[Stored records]
==================================================
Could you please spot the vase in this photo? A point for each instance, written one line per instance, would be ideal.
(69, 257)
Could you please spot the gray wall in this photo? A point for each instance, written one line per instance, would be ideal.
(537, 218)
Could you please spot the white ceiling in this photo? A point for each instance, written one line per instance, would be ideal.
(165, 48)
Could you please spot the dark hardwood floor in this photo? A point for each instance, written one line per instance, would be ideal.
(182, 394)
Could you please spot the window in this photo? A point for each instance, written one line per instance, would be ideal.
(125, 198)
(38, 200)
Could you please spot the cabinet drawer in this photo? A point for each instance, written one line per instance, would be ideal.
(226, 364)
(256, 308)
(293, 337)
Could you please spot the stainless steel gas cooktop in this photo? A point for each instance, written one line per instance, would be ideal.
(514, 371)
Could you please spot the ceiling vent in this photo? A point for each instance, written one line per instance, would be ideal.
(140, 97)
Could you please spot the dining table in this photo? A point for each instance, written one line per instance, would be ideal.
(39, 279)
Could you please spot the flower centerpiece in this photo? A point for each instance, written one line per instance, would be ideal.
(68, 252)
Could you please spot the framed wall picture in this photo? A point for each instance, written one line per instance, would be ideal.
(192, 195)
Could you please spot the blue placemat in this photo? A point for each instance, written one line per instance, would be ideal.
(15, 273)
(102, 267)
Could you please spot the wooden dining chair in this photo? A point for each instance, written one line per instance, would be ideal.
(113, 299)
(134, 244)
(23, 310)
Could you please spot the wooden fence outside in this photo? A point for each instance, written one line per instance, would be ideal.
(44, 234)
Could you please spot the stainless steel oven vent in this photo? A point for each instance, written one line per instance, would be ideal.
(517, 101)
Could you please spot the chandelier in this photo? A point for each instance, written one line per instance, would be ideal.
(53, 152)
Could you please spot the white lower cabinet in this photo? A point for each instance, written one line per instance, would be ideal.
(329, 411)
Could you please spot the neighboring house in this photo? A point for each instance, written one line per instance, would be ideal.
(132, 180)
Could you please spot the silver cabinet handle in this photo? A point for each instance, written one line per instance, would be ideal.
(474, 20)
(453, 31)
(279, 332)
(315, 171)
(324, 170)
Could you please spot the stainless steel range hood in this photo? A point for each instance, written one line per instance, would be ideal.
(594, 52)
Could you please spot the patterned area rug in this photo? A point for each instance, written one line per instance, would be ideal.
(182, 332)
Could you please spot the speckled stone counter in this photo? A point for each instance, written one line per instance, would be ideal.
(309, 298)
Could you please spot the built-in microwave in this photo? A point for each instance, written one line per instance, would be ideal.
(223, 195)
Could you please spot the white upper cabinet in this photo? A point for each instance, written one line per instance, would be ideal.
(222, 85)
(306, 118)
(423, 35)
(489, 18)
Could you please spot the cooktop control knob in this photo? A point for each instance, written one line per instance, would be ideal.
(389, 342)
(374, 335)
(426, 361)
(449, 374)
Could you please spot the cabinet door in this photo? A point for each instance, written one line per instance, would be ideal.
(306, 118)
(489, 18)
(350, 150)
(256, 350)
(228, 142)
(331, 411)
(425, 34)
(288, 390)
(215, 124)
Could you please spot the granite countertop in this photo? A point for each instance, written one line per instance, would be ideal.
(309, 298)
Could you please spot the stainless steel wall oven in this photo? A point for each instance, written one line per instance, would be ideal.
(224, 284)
==================================================
▶ **TASK TO CARRY OUT**
Would you reproduce the material above in full, exactly as given?

▶ **EXERCISE OUTPUT**
Could you please spot the vase in this photo? A point for each instance, written one line per instance, would be ideal.
(69, 257)
Could you please spot the gray wall in this photo? A point for each instance, written one line per instance, would be ideal.
(537, 218)
Could you please spot the white ceiling in this photo? A point for each instance, written one line per instance, would be ideal.
(165, 48)
Could you please spot the dark hardwood floor in this photo? A point for each instance, written one line per instance, would be ideal.
(182, 394)
Could you please spot the window in this photo? A point for each instance, written one line per instance, would be ideal.
(125, 198)
(38, 200)
Could you please spot the cabinet drawer in this photo? A point for each instance, written one line per instance, would be ideal.
(226, 364)
(256, 308)
(293, 337)
Could you please spot the stainless steel gas cooktop in this photo? A point for each instance, written one line per instance, would be ideal.
(514, 371)
Could you please spot the ceiling vent in this photo? A point for each instance, written one line per instance, would be ideal.
(140, 97)
Could you please spot the dining table in this photo? A point for each instance, written one line per instance, would be ideal.
(39, 279)
Could you please spot the flower centerpiece in this photo? A point for each instance, written one line per instance, would be ideal.
(68, 252)
Could you please spot the framed wall picture in this photo? A point for each instance, written one line per instance, would be ideal.
(192, 195)
Could you please spot the blue placemat in this photo? A point for each instance, written one line per instance, would be ideal.
(15, 273)
(102, 267)
Could you please spot the wooden dining chair in this photo? A point for each instance, written one line per instance, would be ideal.
(113, 299)
(134, 244)
(23, 310)
Could you please spot the wooden fence outside in this photo? A point for each instance, written one line per instance, would be ideal.
(44, 234)
Could you please spot the stainless steel oven vent in this photo? A point for each instance, written one line per instance, would be ideal.
(517, 101)
Could you please spot the chandelier in this photo? A point for each instance, written one line per instance, would be ideal.
(53, 152)
Could you please spot the white lower cabinet in this photo? A point for each instance, written one line per instance, would be ideal.
(329, 411)
Could you please spot the neighboring house in this photo? A point for each instance, written one line per instance, would be ideal.
(132, 180)
Could you please spot the silver cabinet handle in this photo? A point for each instance, written one line per instance, would be ideal.
(474, 20)
(453, 31)
(279, 332)
(315, 171)
(324, 170)
Could you please spot the stainless steel range hood in this photo? A point for each instance, written one line per instance, would be ideal.
(594, 52)
Could you please spot the patterned area rug in this photo? A point for each instance, written one line per instance, would be ideal.
(182, 332)
Could you please spot the speckled stone counter in this photo? A point for each instance, written one line per instance, would be ideal.
(309, 298)
Could you please spot the built-in microwave in this photo? A point for each instance, written one line per instance, would be ideal.
(223, 195)
Could you please spot the white upper cabinet in this photo? A point for each instance, written one line per instance, would be ideal.
(222, 85)
(306, 118)
(423, 35)
(489, 18)
Could you please spot the cooktop control knob in this photo? A point for each instance, written one line per instance, would be ideal.
(389, 342)
(374, 335)
(426, 361)
(449, 374)
Could you please spot the cabinet door in this photo? A point for each instance, written one line per instance, would be ideal.
(306, 118)
(489, 18)
(350, 150)
(256, 350)
(228, 142)
(331, 411)
(425, 34)
(288, 390)
(215, 124)
Could you please spot the granite countertop in this photo? A point for each instance, written one line per instance, would be ideal.
(309, 298)
Could you please spot the stainless steel wall oven in this photo? A point for each instance, written one line per instance, would be ideal.
(224, 284)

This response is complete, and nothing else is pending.